+++ Extracted records +++

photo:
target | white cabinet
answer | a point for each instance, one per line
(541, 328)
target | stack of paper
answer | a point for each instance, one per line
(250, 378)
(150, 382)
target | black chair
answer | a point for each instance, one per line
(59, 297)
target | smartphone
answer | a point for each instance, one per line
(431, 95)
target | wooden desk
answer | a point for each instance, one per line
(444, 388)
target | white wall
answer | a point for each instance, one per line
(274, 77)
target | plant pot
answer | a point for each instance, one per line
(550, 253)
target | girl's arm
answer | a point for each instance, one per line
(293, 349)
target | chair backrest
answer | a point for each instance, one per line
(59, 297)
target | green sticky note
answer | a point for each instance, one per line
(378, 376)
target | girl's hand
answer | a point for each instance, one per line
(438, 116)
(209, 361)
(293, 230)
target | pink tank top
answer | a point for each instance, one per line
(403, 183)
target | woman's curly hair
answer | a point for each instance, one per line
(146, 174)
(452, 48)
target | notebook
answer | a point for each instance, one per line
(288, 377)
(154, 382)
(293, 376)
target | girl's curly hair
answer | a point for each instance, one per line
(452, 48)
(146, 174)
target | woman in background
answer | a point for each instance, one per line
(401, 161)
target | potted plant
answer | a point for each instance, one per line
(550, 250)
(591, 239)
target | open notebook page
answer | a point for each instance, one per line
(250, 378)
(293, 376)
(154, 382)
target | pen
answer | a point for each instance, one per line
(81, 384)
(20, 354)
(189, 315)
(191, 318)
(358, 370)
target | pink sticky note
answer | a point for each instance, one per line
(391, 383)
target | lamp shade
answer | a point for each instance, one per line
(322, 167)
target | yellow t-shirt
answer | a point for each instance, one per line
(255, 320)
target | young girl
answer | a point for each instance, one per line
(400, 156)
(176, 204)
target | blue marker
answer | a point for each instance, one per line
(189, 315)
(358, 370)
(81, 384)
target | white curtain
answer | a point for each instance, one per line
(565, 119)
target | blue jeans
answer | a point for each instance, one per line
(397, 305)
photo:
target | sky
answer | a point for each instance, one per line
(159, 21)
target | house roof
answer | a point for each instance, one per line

+++

→ Problem statement:
Everything from the line that contains "target | potted plant" through the end of the records must be duplicated exactly, and nothing outside that range.

→ Response:
target | potted plant
answer | a point for each instance, one per line
(550, 250)
(591, 239)
target | open notebook page
answer | a point for each instance, one per line
(250, 378)
(293, 376)
(154, 382)
target | pen
answer | a point for each instance, one per line
(81, 384)
(20, 354)
(189, 315)
(191, 318)
(358, 370)
target | pink sticky note
answer | a point for each instance, one per line
(391, 383)
target | lamp shade
answer | a point for each instance, one per line
(322, 167)
target | yellow t-shirt
answer | a point for each instance, one per line
(255, 320)
target | young girl
answer | a point for each instance, one per line
(400, 156)
(176, 204)
target | blue marker
answer | a point for each instance, one per line
(189, 315)
(358, 370)
(81, 384)
target | white curtain
answer | a point for each instance, one per line
(565, 119)
target | blue jeans
answer | a point for each instance, one per line
(397, 305)
photo:
target | sky
answer | a point for each instance, one per line
(159, 21)
target | house roof
answer | a point for each instance, one per line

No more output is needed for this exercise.